AIM OF THE TASK>
Retype everything in the listing, leaving each line exactly as it is.

SUPPLIED INFORMATION>
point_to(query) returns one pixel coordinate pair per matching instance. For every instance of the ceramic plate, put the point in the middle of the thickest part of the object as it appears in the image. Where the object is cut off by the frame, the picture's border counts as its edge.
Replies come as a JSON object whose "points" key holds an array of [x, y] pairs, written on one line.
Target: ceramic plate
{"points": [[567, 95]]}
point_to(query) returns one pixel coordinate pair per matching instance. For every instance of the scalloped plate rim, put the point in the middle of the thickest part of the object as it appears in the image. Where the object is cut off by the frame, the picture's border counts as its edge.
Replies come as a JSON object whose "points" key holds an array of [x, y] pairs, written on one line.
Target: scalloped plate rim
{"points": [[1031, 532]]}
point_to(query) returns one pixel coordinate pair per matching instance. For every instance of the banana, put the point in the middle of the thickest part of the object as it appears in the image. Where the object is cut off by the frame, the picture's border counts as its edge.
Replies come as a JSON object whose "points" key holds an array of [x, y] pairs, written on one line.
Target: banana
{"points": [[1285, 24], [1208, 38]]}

SOLUTION FOR THIS TASK>
point_to(query) returns one pixel coordinate pair per matching instance. For every instance of the ceramic plate, put the point in the middle of the thickest part of the object as it appears in the image. Where the object is cut off by the frame, the picture's border counts as its edge.
Replies come as a JSON object whose "points" key holds an array of [x, y] pairs, written on one line.
Target: ceramic plate
{"points": [[567, 95]]}
point_to(query) returns one pixel coordinate pair per matching instance. For every instance of the scalloped plate rim, put the point in the middle of the thickest part of the object as it appears in the image. Where the object is cut off by the frame, the picture's border counts as its edge.
Replies come as a JSON object whose "points" key holds an array of [x, y] pairs, written on one line.
Target: scalloped plate rim
{"points": [[1031, 532]]}
point_to(query) returns one pixel coordinate pair per matching instance. For every instance of the banana, put the point in the middle of the thickest part of the object as it appears in the image. Where the object is cut off by the frame, the picture's border counts as its edge.
Replies come as a JSON object whose "points" key holds an array of [x, y] pairs, written on one line.
Target: banana
{"points": [[1285, 24], [1208, 38]]}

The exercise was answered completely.